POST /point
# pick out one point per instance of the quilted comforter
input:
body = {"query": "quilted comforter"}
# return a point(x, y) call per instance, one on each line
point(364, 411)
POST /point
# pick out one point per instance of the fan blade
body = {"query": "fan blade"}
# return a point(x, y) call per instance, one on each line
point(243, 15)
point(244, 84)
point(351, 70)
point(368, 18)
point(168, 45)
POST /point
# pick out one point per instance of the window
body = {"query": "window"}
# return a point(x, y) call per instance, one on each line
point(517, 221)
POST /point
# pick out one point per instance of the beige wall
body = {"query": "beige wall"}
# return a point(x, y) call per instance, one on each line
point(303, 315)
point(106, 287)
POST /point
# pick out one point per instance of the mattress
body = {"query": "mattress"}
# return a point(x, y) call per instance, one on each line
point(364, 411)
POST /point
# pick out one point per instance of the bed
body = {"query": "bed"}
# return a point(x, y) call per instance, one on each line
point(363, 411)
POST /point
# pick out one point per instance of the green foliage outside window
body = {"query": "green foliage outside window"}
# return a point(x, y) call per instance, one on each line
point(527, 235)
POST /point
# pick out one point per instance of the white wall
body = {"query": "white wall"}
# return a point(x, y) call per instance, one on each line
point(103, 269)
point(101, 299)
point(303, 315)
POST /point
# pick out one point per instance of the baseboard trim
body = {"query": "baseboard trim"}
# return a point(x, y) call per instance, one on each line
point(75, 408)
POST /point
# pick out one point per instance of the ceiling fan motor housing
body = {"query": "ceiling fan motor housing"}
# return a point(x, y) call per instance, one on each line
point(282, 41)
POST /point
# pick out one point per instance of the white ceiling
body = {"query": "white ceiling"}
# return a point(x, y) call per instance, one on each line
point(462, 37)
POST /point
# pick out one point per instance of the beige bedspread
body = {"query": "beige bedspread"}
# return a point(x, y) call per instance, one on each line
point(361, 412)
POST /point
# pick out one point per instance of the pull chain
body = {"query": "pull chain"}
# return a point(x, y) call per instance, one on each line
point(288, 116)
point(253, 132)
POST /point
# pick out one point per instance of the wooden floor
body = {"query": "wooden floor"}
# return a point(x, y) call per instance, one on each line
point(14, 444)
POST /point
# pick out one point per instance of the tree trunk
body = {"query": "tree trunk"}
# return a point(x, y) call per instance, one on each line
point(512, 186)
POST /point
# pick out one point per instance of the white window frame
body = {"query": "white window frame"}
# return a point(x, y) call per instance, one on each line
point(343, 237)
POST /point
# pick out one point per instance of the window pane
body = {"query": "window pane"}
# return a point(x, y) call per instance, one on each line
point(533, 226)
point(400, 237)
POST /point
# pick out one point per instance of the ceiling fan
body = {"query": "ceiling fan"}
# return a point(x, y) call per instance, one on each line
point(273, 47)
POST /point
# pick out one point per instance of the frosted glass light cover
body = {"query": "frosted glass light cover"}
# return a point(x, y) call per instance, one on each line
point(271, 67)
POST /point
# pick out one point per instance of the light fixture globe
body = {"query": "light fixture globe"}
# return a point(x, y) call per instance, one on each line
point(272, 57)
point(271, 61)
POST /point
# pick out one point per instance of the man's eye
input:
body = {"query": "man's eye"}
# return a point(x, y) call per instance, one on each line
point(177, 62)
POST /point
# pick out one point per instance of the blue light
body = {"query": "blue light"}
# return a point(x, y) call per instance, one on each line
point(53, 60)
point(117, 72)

## Exercise objective
Show the data once more, exactly as it was written.

## The reply
POST /point
# pick out one point per instance of the quilted comforter
input:
body = {"query": "quilted comforter"}
# return a point(x, y) call per instance, one on each line
point(364, 411)
POST /point
# pick out one point per instance of the fan blade
body = {"query": "fan blade"}
# return a point(x, y) call per instance, one on each line
point(243, 15)
point(244, 84)
point(351, 70)
point(368, 18)
point(168, 45)
POST /point
# pick out one point per instance of the window
body = {"query": "window"}
# return a point(x, y) call per instance, one on each line
point(517, 221)
POST /point
# pick out one point per instance of the beige wall
body = {"query": "beige wall"}
# return a point(x, y) call per instance, one on each line
point(303, 315)
point(106, 287)
POST /point
# pick out one point per instance of the mattress
body = {"query": "mattress"}
# return a point(x, y) call per instance, one on each line
point(364, 411)
POST /point
# pick out one point per instance of the bed
body = {"query": "bed"}
# return a point(x, y) call per instance, one on each line
point(363, 411)
POST /point
# pick out one point per instance of the green foliage outside window
body = {"query": "green foliage outside window"}
# return a point(x, y) call per instance, one on each line
point(527, 235)
POST /point
# pick out one point per instance of the white wall
body = {"query": "white wall"}
# return a point(x, y) call per instance, one on each line
point(103, 269)
point(101, 299)
point(303, 315)
POST /point
# pick out one point per instance of the baseboard trim
body = {"query": "baseboard trim"}
# return a point(x, y) call per instance, one on each line
point(75, 408)
POST /point
# pick out one point per instance of the ceiling fan motor housing
body = {"query": "ceiling fan motor housing"}
# return a point(x, y) call per instance, one on each line
point(282, 41)
POST /point
# pick out one point per instance of the white ceiling
body = {"query": "white ceiling"}
# return a point(x, y) call per instance, one on each line
point(462, 37)
POST /point
# pick out one point per instance of the beige bedspread
body = {"query": "beige bedspread"}
# return a point(x, y) call per instance, one on each line
point(361, 412)
POST /point
# pick out one point per instance of the pull chain
body = {"query": "pull chain"}
# return a point(x, y) call per instance, one on each line
point(288, 116)
point(253, 132)
POST /point
# pick out one point per instance of the wooden floor
body = {"query": "wooden floor"}
# return a point(x, y) call per instance, one on each line
point(14, 444)
POST /point
# pick out one point per instance of the tree trunk
body = {"query": "tree trunk"}
# return a point(x, y) call per instance, one on each line
point(512, 186)
POST /point
# pick out one point per instance of the white window frame
body = {"query": "white window frame"}
# return a point(x, y) call per instance, one on each line
point(343, 237)
POST /point
# pick out one point per instance of the window pane
body = {"query": "window pane"}
# return a point(x, y) call per instance, one on each line
point(533, 226)
point(400, 237)
POST /point
# pick out one point per instance of the ceiling fan
body = {"query": "ceiling fan"}
# return a point(x, y) call per instance, one on each line
point(273, 47)
POST /point
# pick out one point per instance of the frosted glass light cover
body = {"query": "frosted glass light cover"}
# return a point(x, y) call per instance, one on each line
point(271, 67)
POST /point
# pick out one point per instance of the light fixture globe
body = {"query": "light fixture globe"}
# return a point(x, y) call per instance, one on each line
point(272, 57)
point(271, 61)
POST /point
# pick out one point per instance of the man's eye
input:
body = {"query": "man's eye"}
# return a point(x, y) call per instance, one on each line
point(177, 62)
POST /point
# pick out one point per instance of the blue light
body = {"query": "blue light"}
# return a point(x, y) call per instance, one on each line
point(53, 60)
point(117, 72)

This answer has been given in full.